(Saved entries)
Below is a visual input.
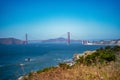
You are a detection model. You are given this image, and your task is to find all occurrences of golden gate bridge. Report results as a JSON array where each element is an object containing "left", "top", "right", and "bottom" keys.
[{"left": 24, "top": 32, "right": 88, "bottom": 45}]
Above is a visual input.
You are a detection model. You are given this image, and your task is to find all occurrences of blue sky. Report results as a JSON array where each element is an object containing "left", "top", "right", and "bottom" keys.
[{"left": 0, "top": 0, "right": 120, "bottom": 40}]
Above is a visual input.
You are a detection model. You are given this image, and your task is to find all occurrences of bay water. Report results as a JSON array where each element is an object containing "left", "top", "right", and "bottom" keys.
[{"left": 0, "top": 44, "right": 105, "bottom": 80}]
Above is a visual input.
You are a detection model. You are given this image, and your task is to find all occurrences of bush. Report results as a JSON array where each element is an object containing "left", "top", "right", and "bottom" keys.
[
  {"left": 75, "top": 46, "right": 117, "bottom": 65},
  {"left": 112, "top": 46, "right": 120, "bottom": 52},
  {"left": 76, "top": 56, "right": 84, "bottom": 64},
  {"left": 59, "top": 63, "right": 70, "bottom": 69},
  {"left": 105, "top": 46, "right": 111, "bottom": 50},
  {"left": 37, "top": 66, "right": 56, "bottom": 73},
  {"left": 99, "top": 51, "right": 115, "bottom": 62}
]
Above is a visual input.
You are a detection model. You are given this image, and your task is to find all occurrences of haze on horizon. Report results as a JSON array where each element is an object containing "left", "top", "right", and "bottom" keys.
[{"left": 0, "top": 0, "right": 120, "bottom": 40}]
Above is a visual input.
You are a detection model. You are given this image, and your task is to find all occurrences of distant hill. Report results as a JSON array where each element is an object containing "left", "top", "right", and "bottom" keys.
[
  {"left": 43, "top": 37, "right": 67, "bottom": 42},
  {"left": 0, "top": 38, "right": 24, "bottom": 45},
  {"left": 41, "top": 37, "right": 81, "bottom": 43}
]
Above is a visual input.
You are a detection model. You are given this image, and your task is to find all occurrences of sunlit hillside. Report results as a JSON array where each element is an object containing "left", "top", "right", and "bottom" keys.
[{"left": 22, "top": 46, "right": 120, "bottom": 80}]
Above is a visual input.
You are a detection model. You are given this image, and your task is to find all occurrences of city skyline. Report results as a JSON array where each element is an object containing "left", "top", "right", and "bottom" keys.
[{"left": 0, "top": 0, "right": 120, "bottom": 40}]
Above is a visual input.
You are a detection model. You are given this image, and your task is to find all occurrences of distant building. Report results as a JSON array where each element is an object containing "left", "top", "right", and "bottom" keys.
[
  {"left": 117, "top": 40, "right": 120, "bottom": 45},
  {"left": 110, "top": 40, "right": 116, "bottom": 44},
  {"left": 99, "top": 40, "right": 104, "bottom": 44}
]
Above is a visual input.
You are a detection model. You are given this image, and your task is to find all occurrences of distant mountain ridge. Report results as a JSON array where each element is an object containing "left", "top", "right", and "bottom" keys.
[
  {"left": 39, "top": 37, "right": 81, "bottom": 44},
  {"left": 0, "top": 38, "right": 24, "bottom": 45},
  {"left": 43, "top": 37, "right": 67, "bottom": 42}
]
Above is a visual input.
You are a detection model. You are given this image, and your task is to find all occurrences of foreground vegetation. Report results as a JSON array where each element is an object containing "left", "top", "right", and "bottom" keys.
[{"left": 22, "top": 46, "right": 120, "bottom": 80}]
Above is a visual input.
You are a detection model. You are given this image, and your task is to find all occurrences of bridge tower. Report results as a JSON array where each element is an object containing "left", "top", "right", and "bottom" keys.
[
  {"left": 25, "top": 33, "right": 28, "bottom": 44},
  {"left": 67, "top": 32, "right": 70, "bottom": 45}
]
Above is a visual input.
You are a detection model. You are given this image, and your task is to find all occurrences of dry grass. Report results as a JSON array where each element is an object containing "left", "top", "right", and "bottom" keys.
[{"left": 24, "top": 61, "right": 120, "bottom": 80}]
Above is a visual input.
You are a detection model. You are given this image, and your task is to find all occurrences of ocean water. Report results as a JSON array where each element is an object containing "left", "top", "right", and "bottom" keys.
[{"left": 0, "top": 44, "right": 105, "bottom": 80}]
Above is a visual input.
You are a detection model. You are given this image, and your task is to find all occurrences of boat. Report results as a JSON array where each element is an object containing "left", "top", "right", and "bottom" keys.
[{"left": 25, "top": 58, "right": 31, "bottom": 62}]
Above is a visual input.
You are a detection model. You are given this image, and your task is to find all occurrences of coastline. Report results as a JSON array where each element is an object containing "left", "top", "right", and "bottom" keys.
[
  {"left": 18, "top": 45, "right": 120, "bottom": 80},
  {"left": 17, "top": 50, "right": 97, "bottom": 80}
]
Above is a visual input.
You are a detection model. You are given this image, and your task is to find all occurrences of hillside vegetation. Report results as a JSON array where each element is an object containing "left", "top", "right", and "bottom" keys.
[{"left": 22, "top": 46, "right": 120, "bottom": 80}]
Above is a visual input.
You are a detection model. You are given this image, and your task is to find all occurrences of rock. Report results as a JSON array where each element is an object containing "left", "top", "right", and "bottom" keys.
[{"left": 73, "top": 50, "right": 96, "bottom": 61}]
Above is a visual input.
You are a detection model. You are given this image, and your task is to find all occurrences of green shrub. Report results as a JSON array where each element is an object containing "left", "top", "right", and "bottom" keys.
[
  {"left": 59, "top": 63, "right": 70, "bottom": 69},
  {"left": 76, "top": 56, "right": 84, "bottom": 64},
  {"left": 99, "top": 51, "right": 115, "bottom": 62},
  {"left": 105, "top": 46, "right": 111, "bottom": 50},
  {"left": 75, "top": 46, "right": 117, "bottom": 65},
  {"left": 112, "top": 46, "right": 120, "bottom": 52},
  {"left": 37, "top": 66, "right": 56, "bottom": 73}
]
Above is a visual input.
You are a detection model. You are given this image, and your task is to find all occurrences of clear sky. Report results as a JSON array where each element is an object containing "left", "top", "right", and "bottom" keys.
[{"left": 0, "top": 0, "right": 120, "bottom": 40}]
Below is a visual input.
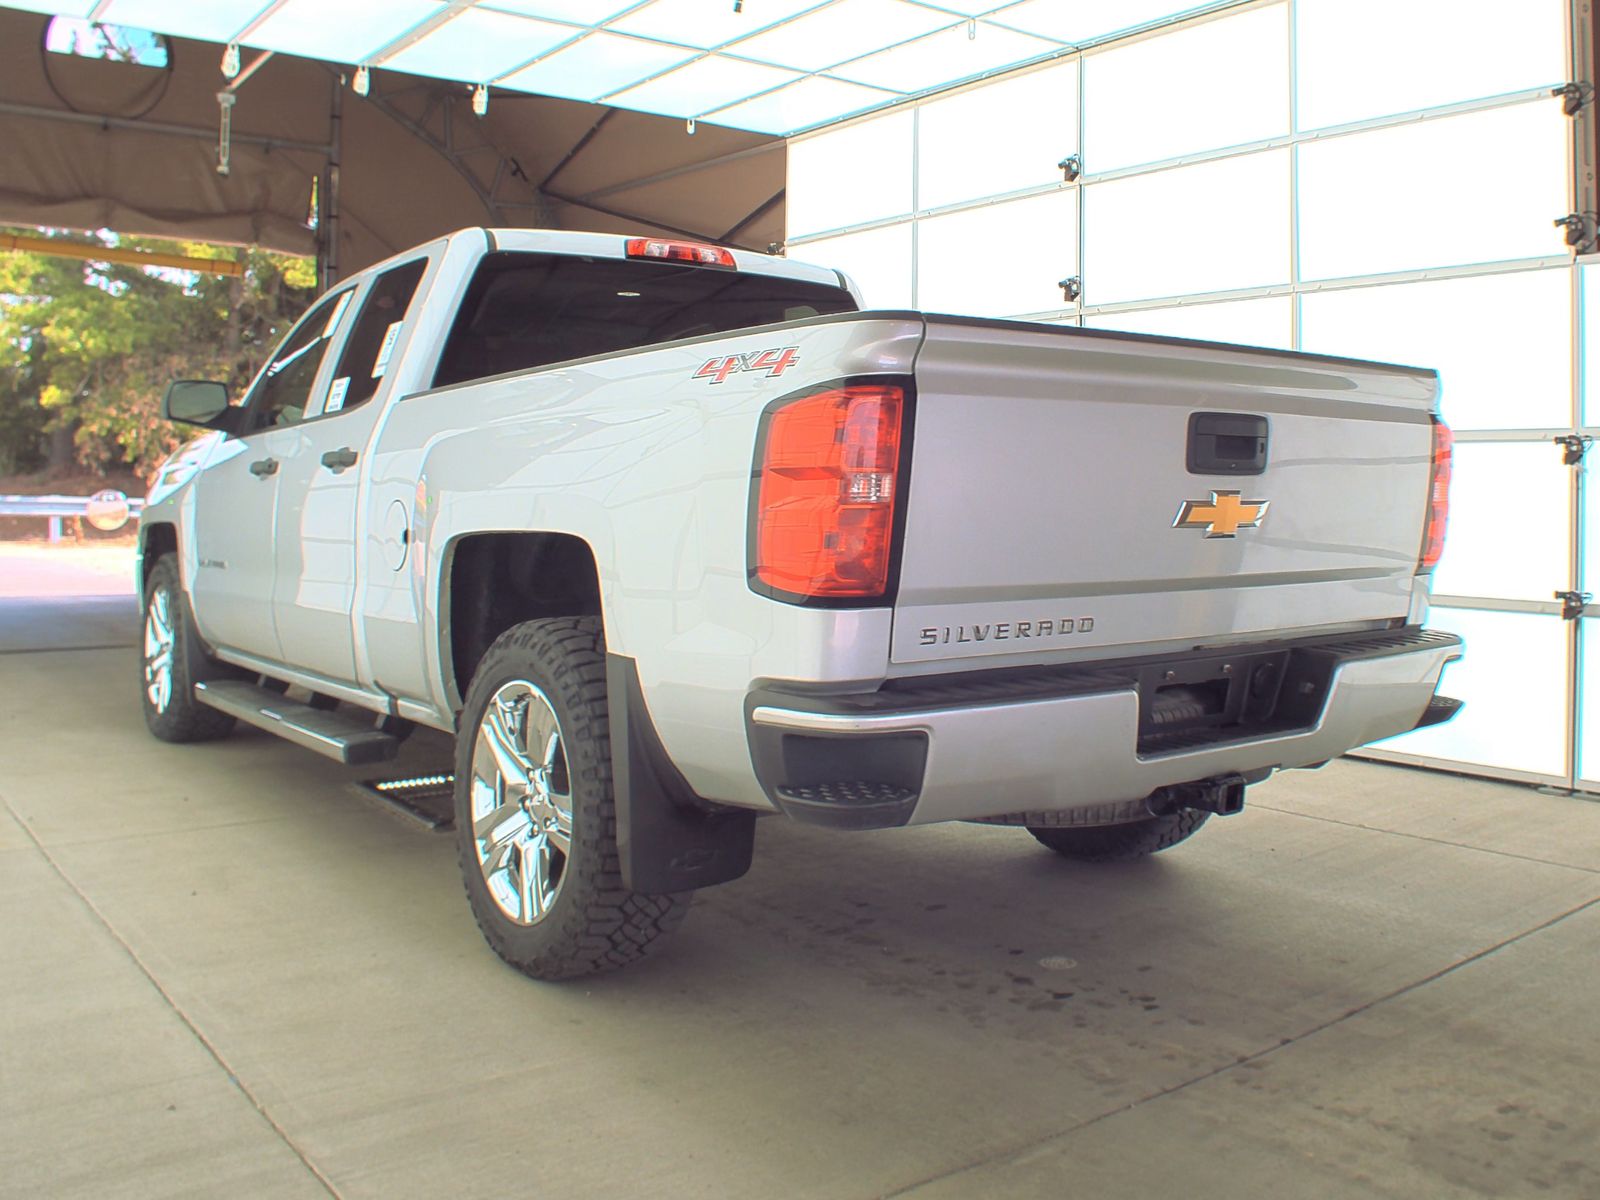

> _ASSIGNMENT_
Transcribe all the lines above exactly; any image among them is skipped.

> _COMPLETED EXERCISE_
Below is a visual input.
You are a detection model. You are given this image, and your task is to find all occurrences of golden gate bridge. Report results as a JSON array where each element is an object containing "left", "top", "right", and "bottom" keys.
[{"left": 24, "top": 32, "right": 88, "bottom": 45}]
Above is a visual input.
You are a detection model. You are given this image, and your task is to find all occurrences of blue sky. Report results as a JSON array where each element is an object containing "left", "top", "right", and "bottom" keys.
[{"left": 0, "top": 0, "right": 120, "bottom": 40}]
Above is a visual input.
You are a detection model. You are given this image, and your task is to find all occurrences of bay water. Report results as a JSON array where each element is an object containing "left", "top", "right", and "bottom" keys.
[{"left": 0, "top": 44, "right": 105, "bottom": 80}]
Above is a visual input.
You are a detection model. You are given this image, and your task is to find all occurrences of bush. Report results as a JSON array where each element is an object containing "left", "top", "right", and "bottom" keys.
[
  {"left": 75, "top": 46, "right": 117, "bottom": 65},
  {"left": 112, "top": 46, "right": 120, "bottom": 52},
  {"left": 76, "top": 56, "right": 84, "bottom": 64},
  {"left": 59, "top": 63, "right": 70, "bottom": 69},
  {"left": 105, "top": 46, "right": 111, "bottom": 50},
  {"left": 37, "top": 66, "right": 56, "bottom": 73},
  {"left": 99, "top": 51, "right": 115, "bottom": 62}
]
Above is a visual input.
You are a detection model. You are given this image, and your task is to find all occurrences of haze on horizon. Report results as a JSON array where each element is an object containing "left", "top", "right", and "bottom" keys.
[{"left": 0, "top": 0, "right": 120, "bottom": 40}]
Above is a visual input.
You are a detection model. You are given this image, and your task is to find all occurrences of distant hill. Report results as a JSON array where each element is an object containing "left", "top", "right", and "bottom" keys.
[
  {"left": 43, "top": 37, "right": 67, "bottom": 42},
  {"left": 0, "top": 38, "right": 24, "bottom": 45},
  {"left": 41, "top": 37, "right": 81, "bottom": 43}
]
Above is a visual input.
You are a detection model. You are given this image, and your task is to find all occurrences of sunlit hillside. Report results as a JSON array where each element is an object containing "left", "top", "right", and "bottom" keys.
[{"left": 22, "top": 46, "right": 120, "bottom": 80}]
Above is a visual input.
You are a detection model. You are given this image, and your task is to find all occurrences of city skyline. Report results as a JSON array where each element is an object containing "left", "top", "right", and "bottom" keys.
[{"left": 0, "top": 0, "right": 120, "bottom": 40}]
Above is a visual input.
You are a detection model. You are given this image, and your task is to find all occurrences of distant building. Report results as a JSON array where each element is an object containing "left", "top", "right", and "bottom" keys.
[
  {"left": 117, "top": 40, "right": 120, "bottom": 45},
  {"left": 110, "top": 40, "right": 116, "bottom": 44},
  {"left": 99, "top": 40, "right": 104, "bottom": 44}
]
Above is a visual input.
You are a detection model. You are given this image, and your task is to find all occurrences of distant mountain ridge. Report results as a JSON array where each element is an object containing "left", "top", "right", and "bottom" keys.
[
  {"left": 39, "top": 37, "right": 81, "bottom": 44},
  {"left": 0, "top": 38, "right": 24, "bottom": 45},
  {"left": 43, "top": 37, "right": 67, "bottom": 42}
]
Above is a visual input.
You are a detection model. You are given this image, and your task is to find all occurrences of foreground vegetation. Report results as a JSON array where each element is an object containing "left", "top", "right", and "bottom" keys.
[{"left": 22, "top": 46, "right": 120, "bottom": 80}]
Above is a visual input.
You are a detection model. You are given this image, and your task is to find all occurrences of bridge tower. Report results as a JSON array where each element is an object containing "left", "top", "right", and "bottom" keys.
[
  {"left": 25, "top": 33, "right": 28, "bottom": 44},
  {"left": 67, "top": 32, "right": 70, "bottom": 45}
]
Above is a visual input.
You are a detection model. You are given this image, and your task is to find all occurrences of dry grass. Report results as a JSON array where each element is an object containing "left", "top", "right", and "bottom" keys.
[{"left": 24, "top": 61, "right": 120, "bottom": 80}]
Above is a visual input.
You are a detection model. You are given this image, and your task is to find all occurrences of ocean water. Report results as a JSON array where each element is an object containing "left", "top", "right", and "bottom" keys.
[{"left": 0, "top": 44, "right": 105, "bottom": 80}]
Above is a visual input.
You are a detection model. You are given this image, and your task is to find all occurrences of boat. Report results as a JSON array where each element is an object containing "left", "top", "right", and "bottom" keys.
[{"left": 25, "top": 58, "right": 31, "bottom": 62}]
Above is a visual input.
You are a detection model. You are given this image, and your task is to find all occurrences of coastline. Report results as a JSON array where each element is an object containing "left", "top", "right", and "bottom" keys.
[
  {"left": 18, "top": 45, "right": 120, "bottom": 80},
  {"left": 17, "top": 50, "right": 97, "bottom": 80}
]
Above is a visual input.
You are a detection model. You are given this image, and your task is to find all occurrences of hillside vegetation. Report results as a JSON array where each element is an object containing "left", "top", "right", and "bottom" keys.
[{"left": 22, "top": 46, "right": 120, "bottom": 80}]
Above is a visual input.
You are a detection model. You are given this image, and your task is to find all occurrences of rock. Report results as a JSON array where each element is an object containing "left", "top", "right", and "bottom" keys.
[{"left": 73, "top": 50, "right": 96, "bottom": 61}]
Above is a visual input.
You are a detection model. You are given this image, and your task is to find all occurrences of green shrub. Report results as a JSON array where each element is an object containing "left", "top", "right", and "bottom" keys.
[
  {"left": 59, "top": 63, "right": 70, "bottom": 69},
  {"left": 76, "top": 56, "right": 84, "bottom": 64},
  {"left": 99, "top": 51, "right": 115, "bottom": 62},
  {"left": 105, "top": 46, "right": 111, "bottom": 50},
  {"left": 75, "top": 46, "right": 117, "bottom": 65},
  {"left": 112, "top": 46, "right": 120, "bottom": 52},
  {"left": 37, "top": 66, "right": 56, "bottom": 73}
]
Above is a visual input.
You are a detection model. You are given this image, and your task is to find all occurrences of clear sky. Report results as a JSON array where each element is an object containing "left", "top", "right", and "bottom" keys.
[{"left": 0, "top": 0, "right": 120, "bottom": 40}]
Below is a visual input.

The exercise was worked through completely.